> The problem: Pick out every line in the material below that contains the string "hoodie", treating uppercase and lowercase letters as different.

==============================

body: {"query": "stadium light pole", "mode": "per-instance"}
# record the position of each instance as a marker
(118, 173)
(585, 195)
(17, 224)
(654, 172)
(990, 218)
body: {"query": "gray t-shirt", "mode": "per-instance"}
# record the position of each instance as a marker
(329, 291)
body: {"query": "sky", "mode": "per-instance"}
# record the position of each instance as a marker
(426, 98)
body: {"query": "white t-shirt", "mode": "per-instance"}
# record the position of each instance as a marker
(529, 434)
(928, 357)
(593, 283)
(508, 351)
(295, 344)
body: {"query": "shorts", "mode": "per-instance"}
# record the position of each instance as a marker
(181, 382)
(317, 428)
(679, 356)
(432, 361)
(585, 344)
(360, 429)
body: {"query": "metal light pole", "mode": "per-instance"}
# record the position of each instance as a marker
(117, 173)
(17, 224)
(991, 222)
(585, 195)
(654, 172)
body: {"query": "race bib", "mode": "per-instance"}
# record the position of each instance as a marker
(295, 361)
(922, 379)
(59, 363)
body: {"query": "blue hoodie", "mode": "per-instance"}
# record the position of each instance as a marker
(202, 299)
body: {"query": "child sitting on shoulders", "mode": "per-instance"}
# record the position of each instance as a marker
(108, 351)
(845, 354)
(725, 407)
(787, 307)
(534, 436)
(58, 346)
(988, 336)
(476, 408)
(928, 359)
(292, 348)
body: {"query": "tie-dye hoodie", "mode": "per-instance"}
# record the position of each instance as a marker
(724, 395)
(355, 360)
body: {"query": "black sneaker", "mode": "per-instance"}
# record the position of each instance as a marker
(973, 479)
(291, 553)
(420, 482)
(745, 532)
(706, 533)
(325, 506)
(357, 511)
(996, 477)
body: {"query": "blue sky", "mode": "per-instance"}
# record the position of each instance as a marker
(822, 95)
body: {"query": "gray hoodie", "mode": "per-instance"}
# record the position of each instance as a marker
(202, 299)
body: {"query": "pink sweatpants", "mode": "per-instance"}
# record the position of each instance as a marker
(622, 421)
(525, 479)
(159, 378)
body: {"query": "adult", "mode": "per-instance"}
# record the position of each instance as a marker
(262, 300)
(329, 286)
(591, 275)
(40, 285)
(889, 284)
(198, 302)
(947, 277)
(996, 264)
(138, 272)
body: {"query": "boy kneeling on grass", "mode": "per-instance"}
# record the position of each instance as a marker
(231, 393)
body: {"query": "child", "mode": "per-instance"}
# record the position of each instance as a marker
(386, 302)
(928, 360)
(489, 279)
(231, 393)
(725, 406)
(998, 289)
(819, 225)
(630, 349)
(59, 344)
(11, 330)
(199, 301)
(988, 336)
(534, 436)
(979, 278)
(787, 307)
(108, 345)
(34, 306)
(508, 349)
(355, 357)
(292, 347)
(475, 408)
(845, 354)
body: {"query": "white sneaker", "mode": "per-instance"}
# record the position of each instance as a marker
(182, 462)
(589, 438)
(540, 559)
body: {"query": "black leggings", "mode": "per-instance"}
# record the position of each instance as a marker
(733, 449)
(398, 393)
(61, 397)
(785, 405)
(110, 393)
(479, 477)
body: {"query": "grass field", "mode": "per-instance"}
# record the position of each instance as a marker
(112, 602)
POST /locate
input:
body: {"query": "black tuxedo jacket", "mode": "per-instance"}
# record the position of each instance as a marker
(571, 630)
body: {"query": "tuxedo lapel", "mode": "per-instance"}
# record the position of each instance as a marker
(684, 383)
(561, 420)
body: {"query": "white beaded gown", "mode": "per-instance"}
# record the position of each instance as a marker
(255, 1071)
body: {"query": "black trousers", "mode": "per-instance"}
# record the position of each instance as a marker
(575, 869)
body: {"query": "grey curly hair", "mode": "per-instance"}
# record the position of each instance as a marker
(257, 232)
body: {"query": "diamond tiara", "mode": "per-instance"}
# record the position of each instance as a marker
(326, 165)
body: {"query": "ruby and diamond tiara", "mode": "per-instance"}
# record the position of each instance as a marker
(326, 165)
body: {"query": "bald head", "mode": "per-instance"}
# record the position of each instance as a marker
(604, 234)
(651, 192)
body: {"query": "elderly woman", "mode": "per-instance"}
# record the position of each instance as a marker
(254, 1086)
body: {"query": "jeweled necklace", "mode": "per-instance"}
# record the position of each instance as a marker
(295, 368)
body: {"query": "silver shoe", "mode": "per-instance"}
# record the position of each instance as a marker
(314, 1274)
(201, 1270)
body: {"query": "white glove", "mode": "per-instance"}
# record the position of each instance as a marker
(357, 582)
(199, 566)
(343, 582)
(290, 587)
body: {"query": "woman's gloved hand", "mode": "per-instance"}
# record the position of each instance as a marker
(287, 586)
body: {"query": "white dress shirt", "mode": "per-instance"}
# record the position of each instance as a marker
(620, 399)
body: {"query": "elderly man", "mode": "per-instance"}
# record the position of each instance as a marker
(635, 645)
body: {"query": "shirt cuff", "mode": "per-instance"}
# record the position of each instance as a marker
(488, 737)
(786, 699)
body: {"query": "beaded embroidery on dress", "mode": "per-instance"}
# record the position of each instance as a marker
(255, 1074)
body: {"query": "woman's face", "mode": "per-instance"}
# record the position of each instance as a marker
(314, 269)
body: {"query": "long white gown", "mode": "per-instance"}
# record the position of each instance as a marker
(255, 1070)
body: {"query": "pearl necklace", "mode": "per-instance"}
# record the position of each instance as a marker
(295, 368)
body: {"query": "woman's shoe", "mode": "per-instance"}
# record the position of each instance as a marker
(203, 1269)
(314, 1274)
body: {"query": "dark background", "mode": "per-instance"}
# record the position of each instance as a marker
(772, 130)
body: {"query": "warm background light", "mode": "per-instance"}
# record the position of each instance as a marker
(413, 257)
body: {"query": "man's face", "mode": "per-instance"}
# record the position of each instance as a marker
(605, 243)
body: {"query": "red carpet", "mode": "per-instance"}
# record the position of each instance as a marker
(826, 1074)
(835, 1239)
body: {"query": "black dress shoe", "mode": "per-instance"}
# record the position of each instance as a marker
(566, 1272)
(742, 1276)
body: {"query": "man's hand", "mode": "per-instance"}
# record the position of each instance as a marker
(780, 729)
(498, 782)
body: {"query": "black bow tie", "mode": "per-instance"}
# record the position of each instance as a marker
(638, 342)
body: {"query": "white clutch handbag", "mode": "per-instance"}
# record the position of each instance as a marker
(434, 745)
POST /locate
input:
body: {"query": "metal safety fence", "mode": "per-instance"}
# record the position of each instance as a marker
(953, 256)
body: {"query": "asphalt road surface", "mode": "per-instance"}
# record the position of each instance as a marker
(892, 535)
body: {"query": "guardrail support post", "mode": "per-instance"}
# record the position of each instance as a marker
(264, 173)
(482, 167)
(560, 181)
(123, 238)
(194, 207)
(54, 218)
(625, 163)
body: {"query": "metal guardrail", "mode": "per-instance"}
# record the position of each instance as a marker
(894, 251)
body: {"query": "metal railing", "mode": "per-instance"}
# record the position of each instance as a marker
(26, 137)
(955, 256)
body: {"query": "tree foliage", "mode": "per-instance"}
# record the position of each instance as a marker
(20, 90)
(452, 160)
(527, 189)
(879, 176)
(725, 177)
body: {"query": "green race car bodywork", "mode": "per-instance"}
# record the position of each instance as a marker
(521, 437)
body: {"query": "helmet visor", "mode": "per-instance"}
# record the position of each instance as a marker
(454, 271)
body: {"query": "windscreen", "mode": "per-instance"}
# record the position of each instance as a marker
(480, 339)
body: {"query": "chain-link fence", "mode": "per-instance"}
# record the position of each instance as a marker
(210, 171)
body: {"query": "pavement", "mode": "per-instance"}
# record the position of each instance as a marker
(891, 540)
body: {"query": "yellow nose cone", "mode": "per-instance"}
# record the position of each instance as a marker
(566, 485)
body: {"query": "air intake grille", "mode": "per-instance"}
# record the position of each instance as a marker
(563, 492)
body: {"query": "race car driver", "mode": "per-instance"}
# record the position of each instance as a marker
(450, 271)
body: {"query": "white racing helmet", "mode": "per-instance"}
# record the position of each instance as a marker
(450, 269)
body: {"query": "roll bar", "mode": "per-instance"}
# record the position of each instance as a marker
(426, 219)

==============================

> Written response:
body: {"query": "blue hoodie", "mode": "per-instance"}
body: {"query": "tie-dye hoodie", "mode": "per-instance"}
body: {"query": "gray hoodie", "mode": "per-instance"}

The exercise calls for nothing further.